Goal:
The required result is the exact run of lines beginning at the one containing "Objective: one point per instance of the doorway" and ending at the last line of the entries.
++++++++++++++++++++
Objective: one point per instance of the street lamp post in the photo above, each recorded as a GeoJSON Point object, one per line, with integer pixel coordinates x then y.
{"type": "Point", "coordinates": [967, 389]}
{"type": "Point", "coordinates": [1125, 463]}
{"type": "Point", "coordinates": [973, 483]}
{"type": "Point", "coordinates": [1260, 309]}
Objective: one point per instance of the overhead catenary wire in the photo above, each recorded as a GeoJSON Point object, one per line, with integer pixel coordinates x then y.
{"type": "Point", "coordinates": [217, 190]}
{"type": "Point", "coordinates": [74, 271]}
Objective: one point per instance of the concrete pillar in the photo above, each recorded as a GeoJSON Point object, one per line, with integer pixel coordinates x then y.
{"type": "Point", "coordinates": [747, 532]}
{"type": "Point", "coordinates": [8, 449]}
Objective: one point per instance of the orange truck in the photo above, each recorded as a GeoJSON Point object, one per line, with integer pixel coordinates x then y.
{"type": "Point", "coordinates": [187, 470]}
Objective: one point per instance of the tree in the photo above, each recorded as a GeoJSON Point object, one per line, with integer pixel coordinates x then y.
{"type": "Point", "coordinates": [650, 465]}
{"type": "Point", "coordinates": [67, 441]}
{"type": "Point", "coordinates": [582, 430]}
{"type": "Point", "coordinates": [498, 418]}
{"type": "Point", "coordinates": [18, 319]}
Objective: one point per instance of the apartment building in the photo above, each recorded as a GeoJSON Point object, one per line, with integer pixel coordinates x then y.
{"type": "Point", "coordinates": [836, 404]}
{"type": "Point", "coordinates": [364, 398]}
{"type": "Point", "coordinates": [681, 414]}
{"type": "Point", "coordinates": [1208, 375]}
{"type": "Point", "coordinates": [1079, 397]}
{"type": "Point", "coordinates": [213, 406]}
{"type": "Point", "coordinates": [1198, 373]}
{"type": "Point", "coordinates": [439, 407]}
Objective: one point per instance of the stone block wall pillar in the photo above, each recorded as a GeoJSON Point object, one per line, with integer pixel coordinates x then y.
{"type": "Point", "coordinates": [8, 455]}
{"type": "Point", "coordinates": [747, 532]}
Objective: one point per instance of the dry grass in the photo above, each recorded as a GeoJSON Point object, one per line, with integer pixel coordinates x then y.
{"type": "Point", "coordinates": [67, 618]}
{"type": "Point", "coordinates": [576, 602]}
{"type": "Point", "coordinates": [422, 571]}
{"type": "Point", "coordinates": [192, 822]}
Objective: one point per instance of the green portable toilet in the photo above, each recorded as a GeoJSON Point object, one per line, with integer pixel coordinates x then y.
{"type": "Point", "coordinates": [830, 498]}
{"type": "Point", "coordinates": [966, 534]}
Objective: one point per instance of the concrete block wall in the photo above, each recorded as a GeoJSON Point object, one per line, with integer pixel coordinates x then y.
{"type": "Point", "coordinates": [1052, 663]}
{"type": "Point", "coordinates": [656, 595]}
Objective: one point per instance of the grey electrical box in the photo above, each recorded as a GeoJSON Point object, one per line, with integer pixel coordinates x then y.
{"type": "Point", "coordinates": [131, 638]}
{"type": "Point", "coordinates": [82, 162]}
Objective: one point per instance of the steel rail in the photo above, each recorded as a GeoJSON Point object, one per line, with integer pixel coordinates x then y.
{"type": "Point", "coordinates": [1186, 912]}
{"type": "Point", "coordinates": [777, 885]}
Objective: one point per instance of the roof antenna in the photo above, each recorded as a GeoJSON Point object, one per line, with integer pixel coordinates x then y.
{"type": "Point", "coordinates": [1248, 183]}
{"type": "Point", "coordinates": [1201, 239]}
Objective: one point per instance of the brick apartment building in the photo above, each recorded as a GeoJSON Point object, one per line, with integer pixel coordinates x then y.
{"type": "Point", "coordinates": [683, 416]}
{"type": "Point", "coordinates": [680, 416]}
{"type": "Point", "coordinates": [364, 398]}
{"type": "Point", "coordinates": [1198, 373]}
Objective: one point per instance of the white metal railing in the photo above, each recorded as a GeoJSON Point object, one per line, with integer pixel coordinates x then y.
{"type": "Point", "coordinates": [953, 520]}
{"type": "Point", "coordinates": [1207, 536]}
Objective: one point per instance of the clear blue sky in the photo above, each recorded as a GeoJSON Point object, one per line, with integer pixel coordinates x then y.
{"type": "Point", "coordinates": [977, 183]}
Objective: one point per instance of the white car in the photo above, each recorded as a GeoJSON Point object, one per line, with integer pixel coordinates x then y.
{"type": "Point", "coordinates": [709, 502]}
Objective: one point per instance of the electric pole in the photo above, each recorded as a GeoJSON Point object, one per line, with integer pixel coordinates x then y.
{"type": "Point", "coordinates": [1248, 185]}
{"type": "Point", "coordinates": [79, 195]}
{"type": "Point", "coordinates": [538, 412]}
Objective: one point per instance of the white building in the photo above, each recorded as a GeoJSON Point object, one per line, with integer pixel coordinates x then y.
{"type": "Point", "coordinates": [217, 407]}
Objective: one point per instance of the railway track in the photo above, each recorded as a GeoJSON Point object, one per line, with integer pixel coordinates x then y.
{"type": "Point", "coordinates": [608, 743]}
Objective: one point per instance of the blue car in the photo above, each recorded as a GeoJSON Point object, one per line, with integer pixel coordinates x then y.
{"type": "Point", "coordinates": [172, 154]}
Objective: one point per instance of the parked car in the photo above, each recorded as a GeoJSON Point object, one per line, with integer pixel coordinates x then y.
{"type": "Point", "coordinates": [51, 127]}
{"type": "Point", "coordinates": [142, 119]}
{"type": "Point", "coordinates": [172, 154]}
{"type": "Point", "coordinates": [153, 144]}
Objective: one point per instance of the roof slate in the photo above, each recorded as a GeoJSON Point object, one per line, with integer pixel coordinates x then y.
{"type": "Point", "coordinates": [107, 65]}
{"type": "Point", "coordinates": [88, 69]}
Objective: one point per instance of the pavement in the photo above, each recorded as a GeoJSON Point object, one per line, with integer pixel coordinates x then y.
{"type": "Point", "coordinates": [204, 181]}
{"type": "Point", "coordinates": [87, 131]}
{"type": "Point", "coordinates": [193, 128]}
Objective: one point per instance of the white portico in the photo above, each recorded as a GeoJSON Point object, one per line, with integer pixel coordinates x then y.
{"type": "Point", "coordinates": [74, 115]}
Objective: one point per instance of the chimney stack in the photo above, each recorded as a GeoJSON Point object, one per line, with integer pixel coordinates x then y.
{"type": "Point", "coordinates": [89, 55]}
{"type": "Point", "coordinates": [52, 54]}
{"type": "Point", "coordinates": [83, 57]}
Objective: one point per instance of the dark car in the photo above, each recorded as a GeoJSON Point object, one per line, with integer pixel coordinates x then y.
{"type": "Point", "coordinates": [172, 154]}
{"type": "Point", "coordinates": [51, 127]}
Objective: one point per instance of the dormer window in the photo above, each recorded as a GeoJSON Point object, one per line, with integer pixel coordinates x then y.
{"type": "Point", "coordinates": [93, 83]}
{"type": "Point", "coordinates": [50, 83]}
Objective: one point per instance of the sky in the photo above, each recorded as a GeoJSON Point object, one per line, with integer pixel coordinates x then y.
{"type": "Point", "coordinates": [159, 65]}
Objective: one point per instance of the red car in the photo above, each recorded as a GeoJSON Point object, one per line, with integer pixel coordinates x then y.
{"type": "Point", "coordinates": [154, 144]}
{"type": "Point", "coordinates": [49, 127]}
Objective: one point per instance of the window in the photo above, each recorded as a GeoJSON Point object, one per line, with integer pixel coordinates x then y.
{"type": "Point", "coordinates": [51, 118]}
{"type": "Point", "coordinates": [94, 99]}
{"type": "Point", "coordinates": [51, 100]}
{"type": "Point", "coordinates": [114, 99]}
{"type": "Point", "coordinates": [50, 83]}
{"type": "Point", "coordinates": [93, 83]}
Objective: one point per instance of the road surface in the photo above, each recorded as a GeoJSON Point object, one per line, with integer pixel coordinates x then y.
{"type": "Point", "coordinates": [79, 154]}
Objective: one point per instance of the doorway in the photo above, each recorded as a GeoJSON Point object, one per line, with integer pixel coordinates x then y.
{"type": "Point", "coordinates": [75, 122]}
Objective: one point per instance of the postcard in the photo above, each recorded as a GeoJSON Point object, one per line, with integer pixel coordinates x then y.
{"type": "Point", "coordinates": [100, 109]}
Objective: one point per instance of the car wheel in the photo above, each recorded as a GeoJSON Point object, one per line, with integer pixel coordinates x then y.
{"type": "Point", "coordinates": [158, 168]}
++++++++++++++++++++
The solution:
Objective: one point per instance of the doorway in the photo above, each recorded as a GeoJSON Point object, one per line, with integer pixel coordinates x then y.
{"type": "Point", "coordinates": [75, 122]}
Objective: one point per instance of the postcard in the photo above, each recorded as a GeoJSON Point object, one per line, with integer pixel coordinates x then y.
{"type": "Point", "coordinates": [100, 109]}
Objective: one point per instance of the car wheel in the photo above, each recorded as a GeoJSON Point object, one per line, with integer pixel coordinates x then y.
{"type": "Point", "coordinates": [158, 168]}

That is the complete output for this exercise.